● **EXERCISE REQUIREMENTS**
Exactly as they appear, copy the lines of the listing from the one containing "If you could drop a marker on the wet" through the final line, both included, and nothing else.

Position identification records
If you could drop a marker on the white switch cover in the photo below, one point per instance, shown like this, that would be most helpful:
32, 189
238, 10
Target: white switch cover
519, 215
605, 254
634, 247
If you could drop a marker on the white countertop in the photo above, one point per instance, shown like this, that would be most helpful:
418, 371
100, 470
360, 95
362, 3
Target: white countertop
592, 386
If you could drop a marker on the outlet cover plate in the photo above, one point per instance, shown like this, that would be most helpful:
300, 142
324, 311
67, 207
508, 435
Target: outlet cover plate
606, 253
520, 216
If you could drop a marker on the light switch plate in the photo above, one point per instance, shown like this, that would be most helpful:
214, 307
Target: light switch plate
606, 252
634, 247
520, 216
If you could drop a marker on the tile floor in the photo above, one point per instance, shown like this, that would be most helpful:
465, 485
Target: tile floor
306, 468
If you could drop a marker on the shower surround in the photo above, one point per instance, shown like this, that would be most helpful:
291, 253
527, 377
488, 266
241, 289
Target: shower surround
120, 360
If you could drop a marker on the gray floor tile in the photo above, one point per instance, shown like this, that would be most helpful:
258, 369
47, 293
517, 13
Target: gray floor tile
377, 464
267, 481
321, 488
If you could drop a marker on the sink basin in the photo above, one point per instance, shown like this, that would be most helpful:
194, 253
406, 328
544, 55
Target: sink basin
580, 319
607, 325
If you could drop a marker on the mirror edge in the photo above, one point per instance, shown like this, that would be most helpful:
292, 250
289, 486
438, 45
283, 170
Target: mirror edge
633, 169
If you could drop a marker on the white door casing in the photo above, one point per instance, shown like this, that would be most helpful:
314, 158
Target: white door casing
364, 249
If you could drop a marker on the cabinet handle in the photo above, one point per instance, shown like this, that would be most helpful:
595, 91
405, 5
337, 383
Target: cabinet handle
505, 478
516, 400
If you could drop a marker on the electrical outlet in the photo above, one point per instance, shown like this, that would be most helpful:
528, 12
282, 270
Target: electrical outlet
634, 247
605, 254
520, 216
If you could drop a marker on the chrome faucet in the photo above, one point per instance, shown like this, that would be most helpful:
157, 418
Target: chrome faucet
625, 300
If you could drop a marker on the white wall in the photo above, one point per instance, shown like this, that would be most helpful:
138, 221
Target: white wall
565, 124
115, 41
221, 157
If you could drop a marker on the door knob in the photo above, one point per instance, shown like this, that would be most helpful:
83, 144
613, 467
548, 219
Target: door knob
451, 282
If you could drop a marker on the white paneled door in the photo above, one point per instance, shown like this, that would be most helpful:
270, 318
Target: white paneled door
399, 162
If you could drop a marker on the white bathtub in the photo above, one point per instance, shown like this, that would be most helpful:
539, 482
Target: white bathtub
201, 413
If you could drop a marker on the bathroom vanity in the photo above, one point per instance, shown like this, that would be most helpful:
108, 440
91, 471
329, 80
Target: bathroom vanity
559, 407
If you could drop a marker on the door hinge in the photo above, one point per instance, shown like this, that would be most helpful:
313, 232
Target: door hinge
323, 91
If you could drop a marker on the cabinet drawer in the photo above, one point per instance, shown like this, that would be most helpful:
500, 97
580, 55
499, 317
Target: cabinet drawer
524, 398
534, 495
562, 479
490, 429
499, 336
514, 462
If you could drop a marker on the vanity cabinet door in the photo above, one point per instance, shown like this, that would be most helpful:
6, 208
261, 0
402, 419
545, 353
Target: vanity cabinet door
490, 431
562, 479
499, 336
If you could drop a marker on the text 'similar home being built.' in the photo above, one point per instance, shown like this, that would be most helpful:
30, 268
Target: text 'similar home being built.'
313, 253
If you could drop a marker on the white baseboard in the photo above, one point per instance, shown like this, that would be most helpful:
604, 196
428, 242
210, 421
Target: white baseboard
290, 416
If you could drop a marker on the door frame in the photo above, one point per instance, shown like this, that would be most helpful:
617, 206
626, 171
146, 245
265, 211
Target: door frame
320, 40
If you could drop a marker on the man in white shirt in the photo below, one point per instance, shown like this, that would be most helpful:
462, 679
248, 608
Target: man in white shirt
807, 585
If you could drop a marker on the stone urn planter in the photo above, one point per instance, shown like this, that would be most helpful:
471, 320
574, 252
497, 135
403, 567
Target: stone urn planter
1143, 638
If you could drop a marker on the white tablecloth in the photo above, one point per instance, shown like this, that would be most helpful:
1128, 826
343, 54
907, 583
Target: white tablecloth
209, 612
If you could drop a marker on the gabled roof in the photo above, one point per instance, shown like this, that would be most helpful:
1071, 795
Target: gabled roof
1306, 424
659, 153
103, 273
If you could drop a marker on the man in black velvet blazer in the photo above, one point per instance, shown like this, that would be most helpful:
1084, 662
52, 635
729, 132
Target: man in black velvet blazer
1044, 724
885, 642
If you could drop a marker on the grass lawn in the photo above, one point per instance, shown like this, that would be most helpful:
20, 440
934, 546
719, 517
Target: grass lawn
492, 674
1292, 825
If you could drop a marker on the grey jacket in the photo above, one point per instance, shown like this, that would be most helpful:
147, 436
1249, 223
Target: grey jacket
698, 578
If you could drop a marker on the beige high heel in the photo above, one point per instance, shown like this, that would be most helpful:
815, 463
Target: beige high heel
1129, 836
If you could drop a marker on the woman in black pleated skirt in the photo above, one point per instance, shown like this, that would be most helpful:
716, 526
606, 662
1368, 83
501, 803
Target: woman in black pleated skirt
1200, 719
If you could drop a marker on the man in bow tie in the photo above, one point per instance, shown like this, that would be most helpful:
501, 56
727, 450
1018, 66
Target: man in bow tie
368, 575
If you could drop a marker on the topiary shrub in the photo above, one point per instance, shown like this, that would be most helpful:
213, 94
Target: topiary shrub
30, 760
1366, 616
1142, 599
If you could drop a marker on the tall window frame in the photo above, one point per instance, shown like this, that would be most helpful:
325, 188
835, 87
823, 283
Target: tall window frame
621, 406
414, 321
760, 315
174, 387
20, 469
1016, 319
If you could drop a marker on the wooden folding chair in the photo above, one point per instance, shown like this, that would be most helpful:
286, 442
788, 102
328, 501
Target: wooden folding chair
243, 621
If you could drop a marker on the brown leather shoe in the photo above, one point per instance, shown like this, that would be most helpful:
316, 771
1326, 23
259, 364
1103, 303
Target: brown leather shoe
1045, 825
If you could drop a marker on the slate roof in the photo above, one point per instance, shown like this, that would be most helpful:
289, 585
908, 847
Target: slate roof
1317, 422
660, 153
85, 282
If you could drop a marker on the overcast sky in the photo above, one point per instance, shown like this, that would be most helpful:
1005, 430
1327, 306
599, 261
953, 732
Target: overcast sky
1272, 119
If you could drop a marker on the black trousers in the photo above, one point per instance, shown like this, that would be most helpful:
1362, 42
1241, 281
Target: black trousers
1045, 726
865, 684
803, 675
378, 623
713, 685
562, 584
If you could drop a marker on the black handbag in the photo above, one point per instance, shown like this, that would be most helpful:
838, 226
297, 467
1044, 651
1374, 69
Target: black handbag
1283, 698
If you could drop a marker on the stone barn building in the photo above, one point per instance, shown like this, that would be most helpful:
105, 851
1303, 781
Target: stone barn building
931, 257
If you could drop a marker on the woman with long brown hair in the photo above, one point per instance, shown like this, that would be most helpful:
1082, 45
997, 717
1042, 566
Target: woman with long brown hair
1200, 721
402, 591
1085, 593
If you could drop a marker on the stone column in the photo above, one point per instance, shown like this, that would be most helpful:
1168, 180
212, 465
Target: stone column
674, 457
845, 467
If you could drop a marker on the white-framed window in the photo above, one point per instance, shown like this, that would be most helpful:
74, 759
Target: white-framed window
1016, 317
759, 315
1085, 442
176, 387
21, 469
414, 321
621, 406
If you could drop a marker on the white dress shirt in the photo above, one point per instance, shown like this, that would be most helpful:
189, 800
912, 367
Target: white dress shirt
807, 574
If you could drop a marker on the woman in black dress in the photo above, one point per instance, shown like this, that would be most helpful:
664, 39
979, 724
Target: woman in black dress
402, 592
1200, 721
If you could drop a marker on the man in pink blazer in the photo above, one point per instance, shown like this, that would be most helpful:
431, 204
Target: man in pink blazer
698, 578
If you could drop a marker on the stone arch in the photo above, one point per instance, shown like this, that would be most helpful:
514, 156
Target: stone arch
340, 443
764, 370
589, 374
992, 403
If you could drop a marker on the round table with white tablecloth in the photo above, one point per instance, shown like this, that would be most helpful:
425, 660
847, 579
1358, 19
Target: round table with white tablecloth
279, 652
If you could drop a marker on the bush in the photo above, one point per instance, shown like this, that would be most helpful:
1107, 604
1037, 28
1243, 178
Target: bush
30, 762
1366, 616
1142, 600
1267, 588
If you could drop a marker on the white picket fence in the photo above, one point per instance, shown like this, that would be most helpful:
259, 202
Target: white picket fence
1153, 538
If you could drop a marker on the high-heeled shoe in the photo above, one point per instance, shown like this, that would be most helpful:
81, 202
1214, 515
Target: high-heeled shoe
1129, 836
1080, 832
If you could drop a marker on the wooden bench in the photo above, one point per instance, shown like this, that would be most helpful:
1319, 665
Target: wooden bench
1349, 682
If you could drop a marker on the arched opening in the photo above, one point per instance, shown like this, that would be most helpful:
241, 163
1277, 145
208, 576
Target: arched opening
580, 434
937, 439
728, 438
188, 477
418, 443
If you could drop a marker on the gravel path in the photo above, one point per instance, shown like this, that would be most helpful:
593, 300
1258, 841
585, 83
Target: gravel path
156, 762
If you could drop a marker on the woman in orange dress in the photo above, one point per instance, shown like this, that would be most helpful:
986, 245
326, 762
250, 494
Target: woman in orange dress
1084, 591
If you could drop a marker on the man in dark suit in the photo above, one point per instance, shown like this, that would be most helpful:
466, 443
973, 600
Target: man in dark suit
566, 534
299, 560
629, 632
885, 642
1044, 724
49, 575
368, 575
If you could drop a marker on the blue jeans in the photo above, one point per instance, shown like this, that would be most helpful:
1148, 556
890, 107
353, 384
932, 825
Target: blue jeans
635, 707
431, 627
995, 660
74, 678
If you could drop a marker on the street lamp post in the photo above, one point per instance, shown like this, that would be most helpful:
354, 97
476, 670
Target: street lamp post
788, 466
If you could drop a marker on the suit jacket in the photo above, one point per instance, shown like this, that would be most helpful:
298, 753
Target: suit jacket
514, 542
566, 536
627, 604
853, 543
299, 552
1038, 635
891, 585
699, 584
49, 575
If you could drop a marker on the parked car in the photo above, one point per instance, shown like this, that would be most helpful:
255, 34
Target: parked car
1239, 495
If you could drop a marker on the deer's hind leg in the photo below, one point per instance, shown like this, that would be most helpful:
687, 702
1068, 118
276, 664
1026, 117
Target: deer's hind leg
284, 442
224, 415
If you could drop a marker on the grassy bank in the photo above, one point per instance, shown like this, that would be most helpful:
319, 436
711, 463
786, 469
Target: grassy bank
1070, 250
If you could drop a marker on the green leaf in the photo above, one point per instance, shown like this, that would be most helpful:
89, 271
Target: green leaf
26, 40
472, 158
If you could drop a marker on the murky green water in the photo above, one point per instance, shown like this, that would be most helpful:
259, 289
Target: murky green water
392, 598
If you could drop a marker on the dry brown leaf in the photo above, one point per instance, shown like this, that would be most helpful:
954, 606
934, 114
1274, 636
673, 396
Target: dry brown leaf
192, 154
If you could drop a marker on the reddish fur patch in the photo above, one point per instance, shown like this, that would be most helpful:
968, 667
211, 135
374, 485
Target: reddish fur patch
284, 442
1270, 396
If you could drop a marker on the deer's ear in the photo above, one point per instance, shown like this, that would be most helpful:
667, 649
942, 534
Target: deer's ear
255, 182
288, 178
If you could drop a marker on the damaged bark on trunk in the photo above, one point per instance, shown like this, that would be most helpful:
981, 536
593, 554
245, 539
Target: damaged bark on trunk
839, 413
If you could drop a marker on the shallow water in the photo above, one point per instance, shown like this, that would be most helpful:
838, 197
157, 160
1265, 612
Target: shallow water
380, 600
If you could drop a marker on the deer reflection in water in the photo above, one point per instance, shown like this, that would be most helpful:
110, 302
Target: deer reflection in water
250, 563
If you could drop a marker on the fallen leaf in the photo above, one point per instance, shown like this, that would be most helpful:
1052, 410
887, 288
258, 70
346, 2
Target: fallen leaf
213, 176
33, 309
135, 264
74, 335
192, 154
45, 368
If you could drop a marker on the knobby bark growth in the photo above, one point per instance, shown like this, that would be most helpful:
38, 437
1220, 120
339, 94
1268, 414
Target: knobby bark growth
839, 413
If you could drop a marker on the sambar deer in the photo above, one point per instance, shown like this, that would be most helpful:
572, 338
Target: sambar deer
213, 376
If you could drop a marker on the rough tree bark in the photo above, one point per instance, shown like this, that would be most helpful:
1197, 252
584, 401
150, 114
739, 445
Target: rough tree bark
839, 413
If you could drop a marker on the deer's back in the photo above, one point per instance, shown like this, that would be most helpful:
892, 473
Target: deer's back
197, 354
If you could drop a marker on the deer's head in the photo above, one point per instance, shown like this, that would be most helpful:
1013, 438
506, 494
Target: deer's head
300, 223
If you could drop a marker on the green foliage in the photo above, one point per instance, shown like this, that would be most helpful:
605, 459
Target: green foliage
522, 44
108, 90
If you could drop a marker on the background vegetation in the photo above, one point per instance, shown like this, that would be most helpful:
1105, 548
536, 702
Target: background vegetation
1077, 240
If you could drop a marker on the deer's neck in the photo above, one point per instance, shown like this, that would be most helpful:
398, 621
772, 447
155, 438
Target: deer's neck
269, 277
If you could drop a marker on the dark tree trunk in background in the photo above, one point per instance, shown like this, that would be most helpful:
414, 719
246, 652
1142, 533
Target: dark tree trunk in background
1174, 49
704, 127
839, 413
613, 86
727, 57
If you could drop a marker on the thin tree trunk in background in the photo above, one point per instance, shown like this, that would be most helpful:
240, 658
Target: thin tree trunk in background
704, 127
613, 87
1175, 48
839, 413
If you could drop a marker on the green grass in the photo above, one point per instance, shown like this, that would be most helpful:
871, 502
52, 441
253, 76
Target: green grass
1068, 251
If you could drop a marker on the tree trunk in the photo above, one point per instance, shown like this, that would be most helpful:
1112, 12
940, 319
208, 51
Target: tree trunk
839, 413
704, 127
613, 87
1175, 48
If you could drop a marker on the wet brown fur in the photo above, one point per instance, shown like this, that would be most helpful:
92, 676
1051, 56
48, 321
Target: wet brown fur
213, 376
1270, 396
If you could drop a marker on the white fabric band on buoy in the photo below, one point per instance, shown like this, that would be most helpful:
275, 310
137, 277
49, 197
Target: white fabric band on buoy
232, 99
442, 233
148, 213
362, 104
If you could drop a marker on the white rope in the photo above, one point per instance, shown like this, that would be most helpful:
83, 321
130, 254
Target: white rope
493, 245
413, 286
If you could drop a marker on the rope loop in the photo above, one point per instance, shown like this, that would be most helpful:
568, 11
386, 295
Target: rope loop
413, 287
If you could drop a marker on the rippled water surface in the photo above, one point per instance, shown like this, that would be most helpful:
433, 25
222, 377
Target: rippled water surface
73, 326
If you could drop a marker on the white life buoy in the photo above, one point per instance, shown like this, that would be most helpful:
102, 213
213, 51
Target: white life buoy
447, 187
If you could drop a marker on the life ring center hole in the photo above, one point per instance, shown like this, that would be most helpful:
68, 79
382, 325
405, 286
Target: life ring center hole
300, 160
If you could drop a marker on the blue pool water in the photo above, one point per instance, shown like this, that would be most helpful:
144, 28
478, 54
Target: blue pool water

● **SOLVED PROBLEM**
If you could drop a marker on the wet brown fur in the photo above, one point per instance, shown like this, that would be most helpful:
92, 676
1051, 56
48, 321
Target: wet brown fur
213, 376
1270, 396
If you could drop a marker on the white fabric band on buoy in the photo below, one point per instance, shown like this, that would be most helpful:
275, 310
137, 277
49, 197
Target: white fabric band on buoy
232, 99
442, 233
148, 213
362, 104
If you could drop a marker on the white rope in the photo above, one point per instance, shown like this, that would be most helpful:
83, 321
130, 254
Target: white rope
493, 245
413, 286
If you could drop a marker on the rope loop in the photo above, one point per instance, shown like this, that would be most helpful:
568, 11
386, 295
Target: rope loop
413, 287
If you could drop a marker on the rippled water surface in the photo above, one point per instance, shown like this, that would be most helpful:
433, 25
222, 377
Target: rippled water surface
73, 326
If you could drop a marker on the white life buoy in the photo above, one point per instance, shown like this, that would be most helpful:
102, 213
213, 51
Target: white life buoy
447, 187
If you could drop a marker on the life ring center hole in the photo above, one point per instance, shown like this, that would be most helpful:
68, 79
382, 325
405, 286
Target: life ring center hole
300, 160
If you could drop a marker on the blue pool water in the photo above, one point per instance, shown like this, that would be most helpful:
144, 28
478, 54
Target: blue pool water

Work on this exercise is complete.